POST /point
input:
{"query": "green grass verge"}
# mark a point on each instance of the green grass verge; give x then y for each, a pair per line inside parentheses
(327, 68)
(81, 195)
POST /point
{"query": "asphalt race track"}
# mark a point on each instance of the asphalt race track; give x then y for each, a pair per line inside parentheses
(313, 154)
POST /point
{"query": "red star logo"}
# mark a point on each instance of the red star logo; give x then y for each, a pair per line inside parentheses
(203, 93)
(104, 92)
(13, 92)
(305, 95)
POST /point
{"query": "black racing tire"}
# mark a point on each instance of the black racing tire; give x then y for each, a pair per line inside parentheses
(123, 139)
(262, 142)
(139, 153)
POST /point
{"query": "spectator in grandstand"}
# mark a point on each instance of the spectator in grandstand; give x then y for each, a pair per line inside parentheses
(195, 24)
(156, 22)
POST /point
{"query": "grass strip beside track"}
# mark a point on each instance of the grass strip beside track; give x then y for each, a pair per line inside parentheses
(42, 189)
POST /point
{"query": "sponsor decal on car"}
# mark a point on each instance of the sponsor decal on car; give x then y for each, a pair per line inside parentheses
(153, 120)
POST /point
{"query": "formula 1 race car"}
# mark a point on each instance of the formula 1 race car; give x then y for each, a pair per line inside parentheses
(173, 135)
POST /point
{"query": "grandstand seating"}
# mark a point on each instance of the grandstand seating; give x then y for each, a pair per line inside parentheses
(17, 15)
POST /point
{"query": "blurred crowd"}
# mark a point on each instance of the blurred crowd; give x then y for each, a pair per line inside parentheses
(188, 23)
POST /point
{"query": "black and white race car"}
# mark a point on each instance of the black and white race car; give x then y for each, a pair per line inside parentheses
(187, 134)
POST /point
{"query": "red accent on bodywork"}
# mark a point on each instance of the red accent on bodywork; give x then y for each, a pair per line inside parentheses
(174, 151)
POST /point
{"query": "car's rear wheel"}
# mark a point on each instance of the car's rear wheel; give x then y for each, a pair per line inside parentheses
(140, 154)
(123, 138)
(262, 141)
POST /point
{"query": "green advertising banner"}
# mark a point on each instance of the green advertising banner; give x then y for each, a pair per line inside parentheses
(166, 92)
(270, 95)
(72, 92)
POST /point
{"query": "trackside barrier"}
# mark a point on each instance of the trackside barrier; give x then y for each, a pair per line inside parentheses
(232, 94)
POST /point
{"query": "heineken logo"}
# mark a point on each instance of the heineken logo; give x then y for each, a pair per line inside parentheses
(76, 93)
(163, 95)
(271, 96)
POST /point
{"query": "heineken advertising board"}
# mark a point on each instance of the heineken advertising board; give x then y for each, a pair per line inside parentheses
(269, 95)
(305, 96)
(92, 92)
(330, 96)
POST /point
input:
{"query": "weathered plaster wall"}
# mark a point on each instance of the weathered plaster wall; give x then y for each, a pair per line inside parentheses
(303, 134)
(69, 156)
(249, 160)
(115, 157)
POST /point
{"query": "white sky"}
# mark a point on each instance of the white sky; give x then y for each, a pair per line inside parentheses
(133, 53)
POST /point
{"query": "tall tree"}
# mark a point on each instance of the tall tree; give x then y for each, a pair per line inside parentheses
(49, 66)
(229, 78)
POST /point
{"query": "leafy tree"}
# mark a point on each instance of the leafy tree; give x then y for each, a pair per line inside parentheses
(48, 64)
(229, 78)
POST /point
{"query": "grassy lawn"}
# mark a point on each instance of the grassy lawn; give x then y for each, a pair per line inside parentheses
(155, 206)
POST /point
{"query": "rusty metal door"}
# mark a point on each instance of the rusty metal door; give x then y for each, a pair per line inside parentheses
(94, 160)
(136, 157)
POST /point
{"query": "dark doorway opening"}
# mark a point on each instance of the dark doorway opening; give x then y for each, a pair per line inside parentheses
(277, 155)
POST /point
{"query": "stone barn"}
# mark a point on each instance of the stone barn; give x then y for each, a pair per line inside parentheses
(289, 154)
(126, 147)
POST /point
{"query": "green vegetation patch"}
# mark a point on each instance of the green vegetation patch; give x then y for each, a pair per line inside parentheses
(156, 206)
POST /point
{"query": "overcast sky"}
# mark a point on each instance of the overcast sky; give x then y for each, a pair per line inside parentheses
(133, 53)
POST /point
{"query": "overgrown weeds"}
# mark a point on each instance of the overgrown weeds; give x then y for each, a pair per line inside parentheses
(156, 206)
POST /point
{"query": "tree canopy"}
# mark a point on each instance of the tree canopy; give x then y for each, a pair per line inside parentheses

- About this task:
Verbatim reproduction of the entries is required.

- Task response:
POST /point
input:
{"query": "green grass verge"}
# mark a point on each instance of the green grass verge; give x then y for each, a pair per line inside parentheses
(327, 68)
(81, 195)
POST /point
{"query": "asphalt race track"}
# mark a point on each instance of the asphalt race track; give x then y for each, a pair per line inside parentheses
(313, 154)
POST /point
{"query": "red star logo"}
# mark a point on each instance of the red star logo; give x then y for each, a pair per line inside parentheses
(203, 93)
(104, 92)
(13, 92)
(305, 95)
POST /point
{"query": "black racing tire"}
# mark a point on each instance of the black racing tire; give x then y for each, a pair per line inside parentheses
(123, 139)
(262, 142)
(139, 153)
POST /point
{"query": "spectator in grandstand"}
# mark a point on each instance of the spectator in grandstand; give x then y for each, a pair per line inside parentheses
(195, 24)
(156, 22)
POST /point
{"query": "grass strip beside track"}
# mark a point on each instance of the grass strip beside track; give x then y for each, a pair per line inside parentheses
(42, 189)
POST /point
{"query": "sponsor decal on car"}
# mark a point on each instance of the sponsor decal on car; give x then y for each, a pair per line inside parentheses
(153, 120)
POST /point
{"query": "formula 1 race car"}
# mark a point on each instance of the formula 1 race car; give x then y for each, a pair per line inside parentheses
(173, 135)
POST /point
{"query": "grandstand seating"}
# mark a point on each instance of the grandstand seating; give x then y for each, a pair per line inside parentheses
(17, 15)
POST /point
{"query": "blurred crowd"}
# mark a point on each instance of the blurred crowd; give x then y for each, a pair per line inside parentheses
(188, 23)
POST /point
{"query": "black and white race car"}
# mark a point on each instance of the black and white race car; give x then y for each, a pair per line inside parentheses
(187, 134)
POST /point
{"query": "red accent on bodywork"}
# mark a point on each instance of the red accent on bodywork; give x then y for each, a pair per line inside parentheses
(174, 151)
POST /point
{"query": "car's rear wheel"}
# mark a point on each instance of the car's rear wheel; give x then y for each, a pair per line inside parentheses
(140, 154)
(123, 138)
(262, 141)
POST /point
{"query": "green advertising banner"}
# mark a point on each instance of the green advertising banner; give x then y for each, a pair per line inside parentheses
(166, 92)
(270, 95)
(72, 92)
POST /point
{"query": "trackside barrier"}
# mark a point on each instance of the trackside barrier; give x then y for each, a pair per line inside parentheses
(232, 94)
POST /point
{"query": "heineken logo"}
# mark a point on each instance of the heineken logo; give x then y for each, a pair per line inside parentheses
(76, 93)
(163, 95)
(271, 96)
POST /point
{"query": "heineken advertising board"}
# mark a point on each instance of the heineken advertising board; give x then y for each, a pair per line inside parentheses
(269, 95)
(305, 96)
(92, 92)
(330, 96)
POST /point
input:
{"query": "weathered plaster wall"}
# mark a point on each instance of the weathered plaster wall; give x then y for each, a pair per line inside parentheses
(303, 134)
(69, 156)
(249, 160)
(115, 157)
POST /point
{"query": "white sky"}
# mark a point on each instance of the white sky; give x then y for each, a pair per line inside parentheses
(133, 53)
POST /point
{"query": "tall tree"}
# mark a point on each instance of the tall tree; give x then y for each, a pair per line inside parentheses
(49, 66)
(229, 78)
POST /point
{"query": "leafy tree"}
# mark a point on each instance of the leafy tree; give x then y for each, a pair per line inside parentheses
(48, 64)
(229, 78)
POST /point
{"query": "grassy lawn"}
# mark a point on each instance of the grassy lawn; give x then y for each, a pair per line inside parentheses
(155, 206)
POST /point
{"query": "rusty metal door"}
# mark a point on each instance of the rusty metal door; give x then y for each, a pair per line inside parentheses
(94, 160)
(136, 157)
POST /point
{"query": "dark doorway opening"}
# mark a point on each instance of the dark doorway opening; give x then y for each, a pair per line inside parentheses
(277, 155)
POST /point
{"query": "stone barn"}
# mark a point on each instance of the stone barn; give x then y for each, a pair per line inside parentheses
(289, 154)
(126, 147)
POST /point
{"query": "green vegetation patch"}
# mark a point on each instance of the green vegetation patch; give x then y for each, a pair per line inside parentheses
(156, 206)
POST /point
{"query": "overcast sky"}
# mark a point on each instance of the overcast sky; give x then y for each, a pair per line inside parentheses
(133, 53)
POST /point
{"query": "overgrown weeds"}
# mark a point on each instance of the overgrown weeds; give x then y for each, a pair per line inside parentheses
(156, 206)
POST /point
{"query": "tree canopy"}
# mark a point on each instance of the tree canopy; give x then y for each, a pair per line inside parentheses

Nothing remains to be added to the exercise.